[Shape annotation entries]
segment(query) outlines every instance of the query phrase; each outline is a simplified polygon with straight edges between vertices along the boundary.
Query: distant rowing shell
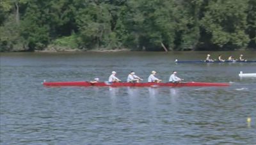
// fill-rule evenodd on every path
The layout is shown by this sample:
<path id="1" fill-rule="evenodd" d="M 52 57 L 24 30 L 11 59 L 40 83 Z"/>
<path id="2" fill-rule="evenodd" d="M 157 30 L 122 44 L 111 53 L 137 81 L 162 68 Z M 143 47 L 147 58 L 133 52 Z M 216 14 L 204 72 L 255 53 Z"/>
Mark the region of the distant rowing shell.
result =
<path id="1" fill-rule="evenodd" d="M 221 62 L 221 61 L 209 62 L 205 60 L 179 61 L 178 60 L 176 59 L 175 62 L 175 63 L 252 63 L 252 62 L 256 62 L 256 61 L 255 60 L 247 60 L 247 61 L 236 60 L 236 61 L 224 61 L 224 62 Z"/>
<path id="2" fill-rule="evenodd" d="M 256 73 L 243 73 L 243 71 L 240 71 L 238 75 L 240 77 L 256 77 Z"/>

* [Your objective] Quote the listing above word for word, leaving out the pictures.

* [Final result]
segment(query) outlines every instance of the query phrase; each outline is a simplified polygon with straight edges between vertices along the boundary.
Query: distant rowing shell
// fill-rule evenodd on every path
The layout is shown by this sample:
<path id="1" fill-rule="evenodd" d="M 52 57 L 24 30 L 11 59 L 40 83 Z"/>
<path id="2" fill-rule="evenodd" d="M 157 30 L 122 44 L 111 53 L 137 81 L 162 68 Z M 143 47 L 147 58 L 133 52 Z M 216 14 L 204 72 L 255 53 Z"/>
Mark the region of the distant rowing shell.
result =
<path id="1" fill-rule="evenodd" d="M 221 62 L 221 61 L 209 62 L 205 60 L 179 61 L 178 60 L 176 59 L 175 62 L 175 63 L 252 63 L 252 62 L 256 62 L 256 61 L 255 60 L 247 60 L 247 61 L 236 60 L 236 61 L 224 61 L 224 62 Z"/>
<path id="2" fill-rule="evenodd" d="M 256 73 L 243 73 L 243 71 L 240 71 L 238 75 L 240 77 L 256 77 Z"/>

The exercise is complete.